-- Task prompt --
Arrange every line of the items below as a numbered list, omitting any blank lines and leaving out the pictures.

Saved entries
══════════════════════════════

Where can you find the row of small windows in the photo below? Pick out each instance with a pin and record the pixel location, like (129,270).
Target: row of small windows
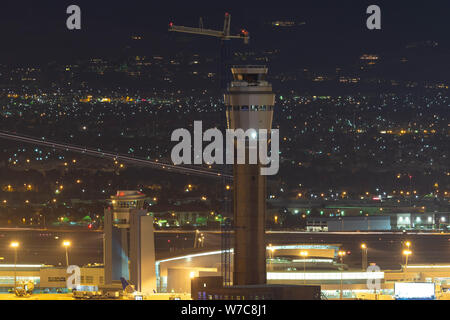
(204,296)
(251,108)
(83,279)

══════════════════════════════

-- The reply --
1. Where can you find the row of small windows in the photo below? Pick out each instance with a pin and record the pixel location, like (129,270).
2. Target: row of small windows
3. (204,296)
4. (251,108)
5. (83,279)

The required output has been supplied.